Entries shown:
^^^^^^^^
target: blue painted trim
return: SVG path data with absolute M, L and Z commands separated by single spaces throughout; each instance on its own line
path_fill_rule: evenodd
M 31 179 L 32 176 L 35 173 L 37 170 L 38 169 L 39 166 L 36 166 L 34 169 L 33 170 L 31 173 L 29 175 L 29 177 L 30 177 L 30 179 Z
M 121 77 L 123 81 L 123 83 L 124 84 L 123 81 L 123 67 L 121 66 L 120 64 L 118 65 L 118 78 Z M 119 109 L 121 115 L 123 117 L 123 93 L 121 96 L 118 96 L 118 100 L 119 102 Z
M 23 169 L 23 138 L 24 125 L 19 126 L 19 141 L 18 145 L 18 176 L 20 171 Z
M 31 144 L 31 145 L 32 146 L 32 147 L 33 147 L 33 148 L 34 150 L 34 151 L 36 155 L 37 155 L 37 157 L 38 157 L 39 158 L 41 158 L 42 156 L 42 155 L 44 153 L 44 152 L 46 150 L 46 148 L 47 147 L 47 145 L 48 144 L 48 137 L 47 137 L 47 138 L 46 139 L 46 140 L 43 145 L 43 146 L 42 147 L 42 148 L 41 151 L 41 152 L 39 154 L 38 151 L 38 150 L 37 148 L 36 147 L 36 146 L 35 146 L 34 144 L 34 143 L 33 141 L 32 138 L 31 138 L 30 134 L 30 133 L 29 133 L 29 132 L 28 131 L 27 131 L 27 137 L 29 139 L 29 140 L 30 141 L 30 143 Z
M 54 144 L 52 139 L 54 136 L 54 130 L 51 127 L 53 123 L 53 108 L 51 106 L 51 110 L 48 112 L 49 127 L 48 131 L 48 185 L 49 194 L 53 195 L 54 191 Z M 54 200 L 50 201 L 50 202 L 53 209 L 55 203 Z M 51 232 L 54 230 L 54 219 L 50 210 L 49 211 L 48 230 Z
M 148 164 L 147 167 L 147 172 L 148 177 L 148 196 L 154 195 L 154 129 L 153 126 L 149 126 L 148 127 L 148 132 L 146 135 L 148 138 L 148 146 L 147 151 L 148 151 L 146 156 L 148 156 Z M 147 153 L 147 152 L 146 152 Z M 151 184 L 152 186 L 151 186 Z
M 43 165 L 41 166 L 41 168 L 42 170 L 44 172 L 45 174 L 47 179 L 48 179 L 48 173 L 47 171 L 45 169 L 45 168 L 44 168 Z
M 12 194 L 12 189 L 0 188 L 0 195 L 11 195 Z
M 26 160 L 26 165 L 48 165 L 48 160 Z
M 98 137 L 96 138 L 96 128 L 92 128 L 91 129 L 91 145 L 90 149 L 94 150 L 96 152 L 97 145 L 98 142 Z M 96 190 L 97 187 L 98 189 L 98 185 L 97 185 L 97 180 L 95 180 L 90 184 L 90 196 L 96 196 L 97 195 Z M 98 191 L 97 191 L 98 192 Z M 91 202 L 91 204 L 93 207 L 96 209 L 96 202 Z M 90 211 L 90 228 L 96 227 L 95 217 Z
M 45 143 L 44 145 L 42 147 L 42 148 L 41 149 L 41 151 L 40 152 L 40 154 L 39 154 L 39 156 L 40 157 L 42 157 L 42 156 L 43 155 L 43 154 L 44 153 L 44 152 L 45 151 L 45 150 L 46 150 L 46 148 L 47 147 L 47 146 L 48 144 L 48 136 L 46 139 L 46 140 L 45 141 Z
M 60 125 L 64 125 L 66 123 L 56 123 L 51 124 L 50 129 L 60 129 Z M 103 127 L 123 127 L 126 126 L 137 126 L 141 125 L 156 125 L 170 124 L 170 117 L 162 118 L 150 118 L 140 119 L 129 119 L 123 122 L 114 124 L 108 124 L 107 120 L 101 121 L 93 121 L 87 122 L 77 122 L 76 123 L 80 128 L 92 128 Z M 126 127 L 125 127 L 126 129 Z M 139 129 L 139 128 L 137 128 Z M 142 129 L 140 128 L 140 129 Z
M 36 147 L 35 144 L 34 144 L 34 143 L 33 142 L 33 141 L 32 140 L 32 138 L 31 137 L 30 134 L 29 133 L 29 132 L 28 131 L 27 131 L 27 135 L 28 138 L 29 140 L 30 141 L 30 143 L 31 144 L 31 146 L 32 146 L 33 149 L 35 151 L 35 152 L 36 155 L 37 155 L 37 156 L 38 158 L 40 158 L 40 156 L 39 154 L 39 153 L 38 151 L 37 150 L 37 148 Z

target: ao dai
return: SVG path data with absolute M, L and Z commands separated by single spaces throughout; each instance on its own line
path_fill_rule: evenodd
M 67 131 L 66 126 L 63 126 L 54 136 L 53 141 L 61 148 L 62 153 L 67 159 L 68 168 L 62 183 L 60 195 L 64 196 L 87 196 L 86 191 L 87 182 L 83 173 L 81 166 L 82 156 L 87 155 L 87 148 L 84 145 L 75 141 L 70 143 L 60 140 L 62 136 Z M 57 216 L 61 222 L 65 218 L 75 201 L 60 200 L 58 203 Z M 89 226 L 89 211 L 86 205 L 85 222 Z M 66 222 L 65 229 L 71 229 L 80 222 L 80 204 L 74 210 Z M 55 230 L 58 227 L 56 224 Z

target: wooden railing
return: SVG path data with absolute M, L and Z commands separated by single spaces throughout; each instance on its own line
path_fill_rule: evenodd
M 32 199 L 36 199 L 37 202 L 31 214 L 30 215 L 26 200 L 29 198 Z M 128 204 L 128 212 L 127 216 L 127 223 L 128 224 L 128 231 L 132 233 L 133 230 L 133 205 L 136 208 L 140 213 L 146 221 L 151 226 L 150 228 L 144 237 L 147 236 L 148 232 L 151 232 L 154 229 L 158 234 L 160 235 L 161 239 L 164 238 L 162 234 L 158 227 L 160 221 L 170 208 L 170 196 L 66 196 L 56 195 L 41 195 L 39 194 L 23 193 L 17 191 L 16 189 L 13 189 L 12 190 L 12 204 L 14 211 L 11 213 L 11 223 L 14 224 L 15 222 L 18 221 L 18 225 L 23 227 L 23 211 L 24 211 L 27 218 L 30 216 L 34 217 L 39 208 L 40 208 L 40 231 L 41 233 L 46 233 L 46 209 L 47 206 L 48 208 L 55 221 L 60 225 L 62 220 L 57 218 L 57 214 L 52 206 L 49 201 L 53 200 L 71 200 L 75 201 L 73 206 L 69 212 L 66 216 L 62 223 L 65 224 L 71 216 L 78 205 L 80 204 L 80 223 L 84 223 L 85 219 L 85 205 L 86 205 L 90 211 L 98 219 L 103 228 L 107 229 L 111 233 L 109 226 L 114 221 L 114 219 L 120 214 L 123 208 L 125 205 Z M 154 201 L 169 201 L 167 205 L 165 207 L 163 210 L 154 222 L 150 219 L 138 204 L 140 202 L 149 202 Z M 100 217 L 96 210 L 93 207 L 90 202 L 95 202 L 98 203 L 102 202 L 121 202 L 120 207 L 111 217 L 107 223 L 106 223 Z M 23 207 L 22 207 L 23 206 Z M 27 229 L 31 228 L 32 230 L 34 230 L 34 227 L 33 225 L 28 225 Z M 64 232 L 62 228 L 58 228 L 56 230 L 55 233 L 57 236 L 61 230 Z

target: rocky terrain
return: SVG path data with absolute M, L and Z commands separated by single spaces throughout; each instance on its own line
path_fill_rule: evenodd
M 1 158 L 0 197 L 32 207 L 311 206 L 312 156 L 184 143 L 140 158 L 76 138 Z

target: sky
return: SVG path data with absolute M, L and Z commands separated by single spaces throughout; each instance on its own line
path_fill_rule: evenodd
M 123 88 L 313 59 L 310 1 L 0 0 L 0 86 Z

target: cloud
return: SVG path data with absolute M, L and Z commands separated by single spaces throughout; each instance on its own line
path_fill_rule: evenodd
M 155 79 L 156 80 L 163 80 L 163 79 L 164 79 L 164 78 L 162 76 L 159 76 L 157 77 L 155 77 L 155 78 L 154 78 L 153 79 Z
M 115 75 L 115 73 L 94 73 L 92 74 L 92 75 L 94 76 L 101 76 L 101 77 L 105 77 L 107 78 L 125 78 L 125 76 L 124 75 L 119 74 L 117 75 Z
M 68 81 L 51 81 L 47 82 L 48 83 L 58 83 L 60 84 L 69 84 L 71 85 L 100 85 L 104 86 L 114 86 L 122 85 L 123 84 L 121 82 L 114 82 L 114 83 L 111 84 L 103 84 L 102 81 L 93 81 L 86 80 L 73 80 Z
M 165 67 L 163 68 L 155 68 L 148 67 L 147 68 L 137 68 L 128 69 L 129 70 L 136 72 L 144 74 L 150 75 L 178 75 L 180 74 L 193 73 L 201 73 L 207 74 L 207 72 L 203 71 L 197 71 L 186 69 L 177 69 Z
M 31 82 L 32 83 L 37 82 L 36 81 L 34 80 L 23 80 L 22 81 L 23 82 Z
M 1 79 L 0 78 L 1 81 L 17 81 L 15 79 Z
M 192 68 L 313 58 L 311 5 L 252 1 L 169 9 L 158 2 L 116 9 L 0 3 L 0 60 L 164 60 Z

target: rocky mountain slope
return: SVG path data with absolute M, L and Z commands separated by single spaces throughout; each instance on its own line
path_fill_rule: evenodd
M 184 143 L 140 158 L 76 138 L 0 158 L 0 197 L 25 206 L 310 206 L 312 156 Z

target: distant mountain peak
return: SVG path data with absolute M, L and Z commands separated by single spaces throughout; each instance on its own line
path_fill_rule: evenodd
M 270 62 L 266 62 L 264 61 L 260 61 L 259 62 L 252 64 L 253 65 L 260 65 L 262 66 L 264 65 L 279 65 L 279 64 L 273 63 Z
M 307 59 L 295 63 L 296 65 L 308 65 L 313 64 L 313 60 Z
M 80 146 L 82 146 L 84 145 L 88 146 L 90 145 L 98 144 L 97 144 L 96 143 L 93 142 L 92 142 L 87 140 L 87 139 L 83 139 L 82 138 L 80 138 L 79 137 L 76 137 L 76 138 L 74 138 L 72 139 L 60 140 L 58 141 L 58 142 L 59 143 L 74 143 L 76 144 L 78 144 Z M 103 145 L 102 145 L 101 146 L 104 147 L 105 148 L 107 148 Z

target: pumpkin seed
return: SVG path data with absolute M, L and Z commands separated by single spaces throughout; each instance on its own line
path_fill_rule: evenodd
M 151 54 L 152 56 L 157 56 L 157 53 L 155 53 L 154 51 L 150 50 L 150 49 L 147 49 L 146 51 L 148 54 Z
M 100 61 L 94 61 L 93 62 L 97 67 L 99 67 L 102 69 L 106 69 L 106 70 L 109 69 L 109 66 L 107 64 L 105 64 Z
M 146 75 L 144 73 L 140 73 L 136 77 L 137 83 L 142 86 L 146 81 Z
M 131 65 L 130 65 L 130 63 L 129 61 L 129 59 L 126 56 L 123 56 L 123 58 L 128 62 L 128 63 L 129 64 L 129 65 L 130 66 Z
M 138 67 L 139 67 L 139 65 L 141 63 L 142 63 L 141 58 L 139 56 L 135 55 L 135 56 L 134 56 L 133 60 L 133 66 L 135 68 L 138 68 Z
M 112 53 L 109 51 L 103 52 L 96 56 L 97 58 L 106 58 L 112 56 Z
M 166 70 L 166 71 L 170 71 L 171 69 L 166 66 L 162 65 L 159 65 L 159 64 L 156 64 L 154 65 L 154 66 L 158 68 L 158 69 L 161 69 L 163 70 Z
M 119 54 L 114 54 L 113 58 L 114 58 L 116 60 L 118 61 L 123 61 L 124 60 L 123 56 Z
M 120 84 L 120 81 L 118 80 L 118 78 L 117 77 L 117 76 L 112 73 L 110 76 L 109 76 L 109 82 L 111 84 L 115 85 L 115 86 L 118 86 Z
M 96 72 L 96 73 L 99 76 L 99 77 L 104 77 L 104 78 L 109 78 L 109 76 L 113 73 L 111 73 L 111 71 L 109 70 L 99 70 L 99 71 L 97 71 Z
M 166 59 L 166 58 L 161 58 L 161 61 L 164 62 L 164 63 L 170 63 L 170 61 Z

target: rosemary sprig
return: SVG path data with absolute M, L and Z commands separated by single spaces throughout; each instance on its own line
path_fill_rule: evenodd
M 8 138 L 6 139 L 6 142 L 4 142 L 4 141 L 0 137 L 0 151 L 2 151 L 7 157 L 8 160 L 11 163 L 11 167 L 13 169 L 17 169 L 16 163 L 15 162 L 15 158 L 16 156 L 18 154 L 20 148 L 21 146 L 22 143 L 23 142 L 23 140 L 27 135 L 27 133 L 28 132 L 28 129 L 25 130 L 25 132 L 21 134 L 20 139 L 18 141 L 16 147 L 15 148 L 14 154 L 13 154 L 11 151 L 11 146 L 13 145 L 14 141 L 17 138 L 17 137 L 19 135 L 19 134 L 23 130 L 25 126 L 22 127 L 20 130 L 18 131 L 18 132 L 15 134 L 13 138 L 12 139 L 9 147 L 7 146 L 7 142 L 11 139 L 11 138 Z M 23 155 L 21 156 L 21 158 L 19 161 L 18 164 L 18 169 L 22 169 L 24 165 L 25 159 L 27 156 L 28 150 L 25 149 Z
^^^^^^^^
Work to be completed: Take every line from the one containing "target: rosemary sprig" to the end of the listing and output it exactly, with nothing else.

Right answer:
target: rosemary sprig
return: SVG path data with absolute M, L and Z commands separated by single spaces throughout; each instance on its own line
path_fill_rule: evenodd
M 8 138 L 6 139 L 6 142 L 4 142 L 4 141 L 0 137 L 0 151 L 2 151 L 7 157 L 8 160 L 11 163 L 11 167 L 13 169 L 17 169 L 16 163 L 15 162 L 15 158 L 16 156 L 18 154 L 20 148 L 21 146 L 22 143 L 23 142 L 23 140 L 27 135 L 27 133 L 28 132 L 28 129 L 25 130 L 25 132 L 21 134 L 20 139 L 18 141 L 16 147 L 15 148 L 14 154 L 13 154 L 11 151 L 11 146 L 13 145 L 14 141 L 17 138 L 17 137 L 19 135 L 19 134 L 23 130 L 25 126 L 22 127 L 20 130 L 18 131 L 18 132 L 15 134 L 13 138 L 12 139 L 9 147 L 7 146 L 7 142 L 11 139 L 11 138 Z M 23 155 L 21 156 L 21 158 L 19 161 L 18 164 L 18 169 L 22 169 L 24 165 L 25 159 L 27 156 L 28 150 L 25 149 Z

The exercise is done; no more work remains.